[Part of a data file]
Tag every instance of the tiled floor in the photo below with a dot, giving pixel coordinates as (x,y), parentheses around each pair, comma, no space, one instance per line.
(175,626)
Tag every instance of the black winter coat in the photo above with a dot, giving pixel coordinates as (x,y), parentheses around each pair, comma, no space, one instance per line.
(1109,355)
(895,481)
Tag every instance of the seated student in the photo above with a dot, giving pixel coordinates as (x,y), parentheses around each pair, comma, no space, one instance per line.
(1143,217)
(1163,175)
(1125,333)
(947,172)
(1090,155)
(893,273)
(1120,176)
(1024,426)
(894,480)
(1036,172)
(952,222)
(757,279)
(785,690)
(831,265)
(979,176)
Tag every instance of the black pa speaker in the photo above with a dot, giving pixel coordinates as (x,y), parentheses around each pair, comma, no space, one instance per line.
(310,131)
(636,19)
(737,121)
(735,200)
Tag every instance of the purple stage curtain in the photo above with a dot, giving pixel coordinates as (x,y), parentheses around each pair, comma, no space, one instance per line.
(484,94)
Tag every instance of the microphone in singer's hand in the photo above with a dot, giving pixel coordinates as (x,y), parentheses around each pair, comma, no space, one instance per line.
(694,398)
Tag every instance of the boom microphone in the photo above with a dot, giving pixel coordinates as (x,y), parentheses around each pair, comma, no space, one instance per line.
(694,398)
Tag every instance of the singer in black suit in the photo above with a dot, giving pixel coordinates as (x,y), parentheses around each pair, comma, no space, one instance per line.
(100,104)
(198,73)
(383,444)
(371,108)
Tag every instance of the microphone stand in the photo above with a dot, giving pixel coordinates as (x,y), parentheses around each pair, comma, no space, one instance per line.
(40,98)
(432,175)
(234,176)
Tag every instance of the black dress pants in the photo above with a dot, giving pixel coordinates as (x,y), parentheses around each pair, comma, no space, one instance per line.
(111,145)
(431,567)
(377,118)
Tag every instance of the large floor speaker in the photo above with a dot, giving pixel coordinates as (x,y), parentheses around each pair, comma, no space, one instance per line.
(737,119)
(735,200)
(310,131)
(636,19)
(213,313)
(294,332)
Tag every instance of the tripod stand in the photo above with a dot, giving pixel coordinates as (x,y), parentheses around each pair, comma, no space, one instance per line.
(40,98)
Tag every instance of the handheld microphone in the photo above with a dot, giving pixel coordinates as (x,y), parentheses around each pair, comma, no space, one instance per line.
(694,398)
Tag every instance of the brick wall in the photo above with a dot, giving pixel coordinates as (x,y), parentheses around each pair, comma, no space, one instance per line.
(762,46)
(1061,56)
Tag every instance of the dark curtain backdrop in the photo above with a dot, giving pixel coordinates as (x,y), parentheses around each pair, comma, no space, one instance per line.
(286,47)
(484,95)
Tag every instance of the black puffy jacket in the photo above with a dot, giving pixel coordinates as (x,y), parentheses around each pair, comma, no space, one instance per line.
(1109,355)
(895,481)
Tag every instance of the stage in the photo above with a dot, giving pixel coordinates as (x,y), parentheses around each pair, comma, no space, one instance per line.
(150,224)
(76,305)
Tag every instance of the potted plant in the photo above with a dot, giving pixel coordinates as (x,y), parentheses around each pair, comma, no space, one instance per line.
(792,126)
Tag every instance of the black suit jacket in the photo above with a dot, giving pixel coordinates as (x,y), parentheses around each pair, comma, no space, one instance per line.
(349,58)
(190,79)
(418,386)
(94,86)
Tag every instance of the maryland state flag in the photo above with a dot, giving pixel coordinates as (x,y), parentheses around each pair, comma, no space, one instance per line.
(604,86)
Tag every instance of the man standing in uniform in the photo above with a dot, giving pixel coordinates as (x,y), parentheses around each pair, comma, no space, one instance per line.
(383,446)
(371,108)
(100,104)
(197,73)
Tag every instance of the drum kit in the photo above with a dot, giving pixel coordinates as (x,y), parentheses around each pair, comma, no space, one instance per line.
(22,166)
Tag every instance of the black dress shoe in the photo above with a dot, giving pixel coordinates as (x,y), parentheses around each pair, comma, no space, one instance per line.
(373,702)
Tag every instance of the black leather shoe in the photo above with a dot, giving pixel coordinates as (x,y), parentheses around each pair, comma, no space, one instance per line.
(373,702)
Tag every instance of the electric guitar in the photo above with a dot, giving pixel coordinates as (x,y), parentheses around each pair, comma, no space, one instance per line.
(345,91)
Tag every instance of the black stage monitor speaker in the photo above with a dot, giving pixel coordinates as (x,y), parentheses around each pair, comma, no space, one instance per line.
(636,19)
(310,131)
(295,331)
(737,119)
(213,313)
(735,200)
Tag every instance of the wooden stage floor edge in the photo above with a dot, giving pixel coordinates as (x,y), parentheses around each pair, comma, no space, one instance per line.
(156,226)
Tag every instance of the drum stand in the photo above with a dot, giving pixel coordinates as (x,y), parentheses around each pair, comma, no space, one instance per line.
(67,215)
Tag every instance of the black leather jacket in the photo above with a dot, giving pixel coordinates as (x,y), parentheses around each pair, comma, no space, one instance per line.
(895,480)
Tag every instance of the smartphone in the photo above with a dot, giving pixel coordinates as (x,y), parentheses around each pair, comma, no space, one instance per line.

■ **Work required**:
From the "Tag every instance of the drum stand" line to the close of the listing, restate each line word for word.

■ **Output for this task**:
Tag every instance of the drum stand in the photo above with a dot, giving pixel coordinates as (x,y), parentheses around each pair, comma, no space, one instance per line.
(67,215)
Tag every instance of the black leather jacket in the photo above with a dot, giving pixel coordinates as (x,y), parentheses around each pair, comma, no space, one instance per line.
(895,480)
Tag every instance of the smartphone in the photo above with a dot, giving pixel coordinates as (x,y), parentheses around each pair, comma, no space, one instance per line.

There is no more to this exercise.